Serbski tenisista Novak Djoković nigdy nie krył się ze swoim sceptycyzmem wobec szczepień przeciwko koronawirusowi. Nieugięte podejście kosztowało go udział w Australian Open: wsiadł do samolotu do Australii bez certyfikatu zaszczepienia. Miał nadzieję, że wystarczy dokument stwierdzający, że z powodów medycznych nie może przyjąć preparatu, ale urzędnicy na granicy zakwestionowali zaświadczenie. Po kilkunastu dniach oczekiwania na decyzję o tym, czy może zagrać, został deportowany z Australii.

ZADANIE:
Kontynuuj tekst o Novaku Djokoviciu, zaczynając zaraz po jego ostatnim zdaniu.

ZAWARTOŚĆ ZBIORU DANYCH:
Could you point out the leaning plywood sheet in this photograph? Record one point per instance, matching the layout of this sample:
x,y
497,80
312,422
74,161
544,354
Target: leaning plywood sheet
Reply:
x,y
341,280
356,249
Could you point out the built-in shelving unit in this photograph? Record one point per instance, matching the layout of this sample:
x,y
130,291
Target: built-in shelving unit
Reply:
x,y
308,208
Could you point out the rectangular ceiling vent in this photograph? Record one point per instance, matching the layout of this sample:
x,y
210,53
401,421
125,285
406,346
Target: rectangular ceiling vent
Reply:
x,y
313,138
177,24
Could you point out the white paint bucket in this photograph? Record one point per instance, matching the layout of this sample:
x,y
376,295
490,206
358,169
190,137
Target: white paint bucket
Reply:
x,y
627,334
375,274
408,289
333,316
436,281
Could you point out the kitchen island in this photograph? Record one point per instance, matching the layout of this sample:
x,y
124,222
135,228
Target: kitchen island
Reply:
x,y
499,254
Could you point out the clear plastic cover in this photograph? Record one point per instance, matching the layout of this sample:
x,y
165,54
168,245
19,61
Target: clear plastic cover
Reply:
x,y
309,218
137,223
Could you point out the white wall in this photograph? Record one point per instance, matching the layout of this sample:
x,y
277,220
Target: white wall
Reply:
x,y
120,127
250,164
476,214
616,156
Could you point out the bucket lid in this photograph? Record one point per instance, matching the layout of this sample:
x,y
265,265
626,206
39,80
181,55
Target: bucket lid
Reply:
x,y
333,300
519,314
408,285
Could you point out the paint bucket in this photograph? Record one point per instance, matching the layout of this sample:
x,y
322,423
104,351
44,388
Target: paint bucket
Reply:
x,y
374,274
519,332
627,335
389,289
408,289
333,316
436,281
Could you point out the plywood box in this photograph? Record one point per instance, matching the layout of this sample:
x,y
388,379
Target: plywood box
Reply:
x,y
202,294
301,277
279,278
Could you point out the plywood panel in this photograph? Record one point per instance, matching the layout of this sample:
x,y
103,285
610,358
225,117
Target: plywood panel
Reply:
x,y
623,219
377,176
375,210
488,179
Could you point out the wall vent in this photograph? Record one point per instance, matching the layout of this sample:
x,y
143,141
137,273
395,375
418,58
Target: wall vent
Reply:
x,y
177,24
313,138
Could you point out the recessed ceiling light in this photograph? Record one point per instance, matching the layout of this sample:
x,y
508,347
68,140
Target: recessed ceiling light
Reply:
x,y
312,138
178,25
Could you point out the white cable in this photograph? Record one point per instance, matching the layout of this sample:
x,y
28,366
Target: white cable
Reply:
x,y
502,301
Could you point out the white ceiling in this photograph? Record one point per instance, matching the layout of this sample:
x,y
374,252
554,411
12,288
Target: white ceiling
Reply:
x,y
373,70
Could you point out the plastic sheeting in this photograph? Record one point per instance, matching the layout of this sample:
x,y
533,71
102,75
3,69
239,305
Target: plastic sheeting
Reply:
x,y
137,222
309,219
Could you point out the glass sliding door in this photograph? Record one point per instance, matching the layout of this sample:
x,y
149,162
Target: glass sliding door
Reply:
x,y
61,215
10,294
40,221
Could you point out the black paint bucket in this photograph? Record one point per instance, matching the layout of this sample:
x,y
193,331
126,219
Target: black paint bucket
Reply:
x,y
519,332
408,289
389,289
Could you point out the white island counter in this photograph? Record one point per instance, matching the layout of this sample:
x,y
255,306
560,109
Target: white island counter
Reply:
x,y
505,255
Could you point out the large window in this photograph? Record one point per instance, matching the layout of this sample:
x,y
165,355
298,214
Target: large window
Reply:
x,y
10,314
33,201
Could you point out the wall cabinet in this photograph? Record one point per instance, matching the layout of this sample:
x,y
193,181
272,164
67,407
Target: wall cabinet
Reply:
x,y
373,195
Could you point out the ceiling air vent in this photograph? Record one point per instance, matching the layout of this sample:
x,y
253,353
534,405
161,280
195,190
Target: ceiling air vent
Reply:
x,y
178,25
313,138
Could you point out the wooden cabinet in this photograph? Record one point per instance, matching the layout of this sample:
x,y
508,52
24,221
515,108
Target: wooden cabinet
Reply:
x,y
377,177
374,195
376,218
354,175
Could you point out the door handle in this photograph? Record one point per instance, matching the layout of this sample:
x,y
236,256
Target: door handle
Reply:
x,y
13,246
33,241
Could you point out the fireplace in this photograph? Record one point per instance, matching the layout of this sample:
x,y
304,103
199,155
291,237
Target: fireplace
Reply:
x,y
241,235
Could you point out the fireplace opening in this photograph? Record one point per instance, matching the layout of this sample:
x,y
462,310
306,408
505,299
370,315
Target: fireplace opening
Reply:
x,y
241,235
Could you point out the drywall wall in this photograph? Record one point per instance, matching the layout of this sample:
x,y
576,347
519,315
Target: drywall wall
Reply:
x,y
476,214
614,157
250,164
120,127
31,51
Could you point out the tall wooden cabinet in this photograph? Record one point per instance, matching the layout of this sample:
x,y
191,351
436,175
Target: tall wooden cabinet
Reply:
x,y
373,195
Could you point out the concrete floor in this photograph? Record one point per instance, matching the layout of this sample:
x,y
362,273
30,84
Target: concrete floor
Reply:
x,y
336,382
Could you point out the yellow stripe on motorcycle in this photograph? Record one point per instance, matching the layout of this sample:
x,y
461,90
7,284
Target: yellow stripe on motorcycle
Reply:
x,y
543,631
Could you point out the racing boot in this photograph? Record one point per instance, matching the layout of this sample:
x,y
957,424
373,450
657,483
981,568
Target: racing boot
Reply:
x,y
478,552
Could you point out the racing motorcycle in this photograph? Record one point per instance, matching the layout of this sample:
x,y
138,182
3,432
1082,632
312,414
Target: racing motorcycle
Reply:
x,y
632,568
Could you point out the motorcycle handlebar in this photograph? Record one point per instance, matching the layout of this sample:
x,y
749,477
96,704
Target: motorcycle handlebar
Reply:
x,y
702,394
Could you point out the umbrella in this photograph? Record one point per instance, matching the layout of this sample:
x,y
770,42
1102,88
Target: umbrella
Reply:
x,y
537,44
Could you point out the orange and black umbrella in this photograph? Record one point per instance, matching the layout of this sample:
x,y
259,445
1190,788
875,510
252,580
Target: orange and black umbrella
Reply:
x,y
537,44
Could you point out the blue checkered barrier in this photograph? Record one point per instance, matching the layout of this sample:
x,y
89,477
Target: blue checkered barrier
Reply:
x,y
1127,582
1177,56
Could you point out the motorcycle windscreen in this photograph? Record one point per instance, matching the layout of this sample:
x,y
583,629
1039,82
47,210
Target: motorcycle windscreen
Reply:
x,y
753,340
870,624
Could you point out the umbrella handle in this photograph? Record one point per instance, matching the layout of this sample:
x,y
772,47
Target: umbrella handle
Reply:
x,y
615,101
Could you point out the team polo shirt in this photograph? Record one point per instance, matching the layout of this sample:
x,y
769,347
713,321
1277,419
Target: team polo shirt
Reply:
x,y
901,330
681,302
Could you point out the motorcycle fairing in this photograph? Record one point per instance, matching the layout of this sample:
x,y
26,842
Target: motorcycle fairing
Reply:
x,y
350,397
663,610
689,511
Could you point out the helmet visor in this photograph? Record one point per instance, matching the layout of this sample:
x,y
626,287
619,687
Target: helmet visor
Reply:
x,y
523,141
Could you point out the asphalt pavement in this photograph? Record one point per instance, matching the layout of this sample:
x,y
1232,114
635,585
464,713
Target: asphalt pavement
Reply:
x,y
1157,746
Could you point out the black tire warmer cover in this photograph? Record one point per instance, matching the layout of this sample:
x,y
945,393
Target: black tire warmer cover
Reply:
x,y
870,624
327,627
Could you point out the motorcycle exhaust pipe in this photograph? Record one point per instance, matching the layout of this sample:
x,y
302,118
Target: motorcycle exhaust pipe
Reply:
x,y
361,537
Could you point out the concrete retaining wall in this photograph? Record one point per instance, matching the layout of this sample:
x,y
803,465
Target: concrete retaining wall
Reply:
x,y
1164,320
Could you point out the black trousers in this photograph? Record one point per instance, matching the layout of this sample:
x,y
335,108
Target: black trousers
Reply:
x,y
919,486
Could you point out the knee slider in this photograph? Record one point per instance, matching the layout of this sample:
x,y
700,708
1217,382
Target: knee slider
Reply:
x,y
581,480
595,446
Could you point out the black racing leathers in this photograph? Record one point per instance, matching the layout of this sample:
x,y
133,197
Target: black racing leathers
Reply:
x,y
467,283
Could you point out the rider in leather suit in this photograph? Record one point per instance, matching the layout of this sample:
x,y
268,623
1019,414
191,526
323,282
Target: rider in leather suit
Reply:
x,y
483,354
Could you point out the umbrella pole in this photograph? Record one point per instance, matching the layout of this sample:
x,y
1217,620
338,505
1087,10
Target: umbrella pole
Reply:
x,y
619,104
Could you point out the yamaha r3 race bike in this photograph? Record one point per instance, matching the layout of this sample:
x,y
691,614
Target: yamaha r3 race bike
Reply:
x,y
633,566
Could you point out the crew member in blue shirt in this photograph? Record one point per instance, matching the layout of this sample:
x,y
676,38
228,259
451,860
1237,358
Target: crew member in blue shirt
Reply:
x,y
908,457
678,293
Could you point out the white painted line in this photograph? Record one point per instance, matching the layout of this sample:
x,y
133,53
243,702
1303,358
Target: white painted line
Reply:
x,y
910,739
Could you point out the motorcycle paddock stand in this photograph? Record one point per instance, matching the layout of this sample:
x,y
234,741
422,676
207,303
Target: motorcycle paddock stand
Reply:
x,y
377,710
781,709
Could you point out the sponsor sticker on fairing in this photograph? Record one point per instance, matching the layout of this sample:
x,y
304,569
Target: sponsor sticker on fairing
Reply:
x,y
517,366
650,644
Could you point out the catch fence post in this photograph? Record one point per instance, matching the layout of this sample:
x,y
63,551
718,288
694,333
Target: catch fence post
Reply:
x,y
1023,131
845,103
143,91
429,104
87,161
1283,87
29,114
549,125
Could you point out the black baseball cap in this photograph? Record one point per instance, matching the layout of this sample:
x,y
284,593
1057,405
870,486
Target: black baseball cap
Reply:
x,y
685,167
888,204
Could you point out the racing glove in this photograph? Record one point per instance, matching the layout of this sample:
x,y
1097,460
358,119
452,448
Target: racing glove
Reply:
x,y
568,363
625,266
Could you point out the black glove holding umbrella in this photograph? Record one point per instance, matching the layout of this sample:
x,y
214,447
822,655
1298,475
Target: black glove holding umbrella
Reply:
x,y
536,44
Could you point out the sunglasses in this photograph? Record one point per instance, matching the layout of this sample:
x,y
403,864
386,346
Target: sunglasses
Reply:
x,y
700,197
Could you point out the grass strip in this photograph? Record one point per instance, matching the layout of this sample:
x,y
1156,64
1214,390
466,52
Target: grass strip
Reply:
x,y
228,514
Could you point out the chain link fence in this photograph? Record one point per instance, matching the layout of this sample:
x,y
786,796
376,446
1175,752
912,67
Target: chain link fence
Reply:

WYNIK ZADANIA:
W 2020 roku Djoković wyłożył pieniądze na producenta leków
W tym kontekście zaskakująco brzmi informacja, którą agencji Reuters przekazał dyrektor generalny w firmie biotechnologicznej QuantBioRes Ivan Loncarevic. Okazuje się, że Djoković i jego żona Jelena posiadają 80 proc. akcji firmy, która zajmuje się m.in. opracowaniem leku na COVID-19. Zakup został dokonany w czerwcu 2020 roku.
Reuters ustalił, że lek ma opierać się na peptydach, naturalnych związkach chemicznych, które powstrzymywać będą koronawirusa przed infekowaniem komórek ludzkich. Firma chce rozpocząć badania kliniczne latem tego roku w Wielkiej Brytanii. Reuters poprosił rzecznika Djokovicia o komentarz, ale ten nie odpowiedział. Nie wiadomo, ile pieniędzy najlepszy tenisista świata zainwestował w firmę produkującą lek.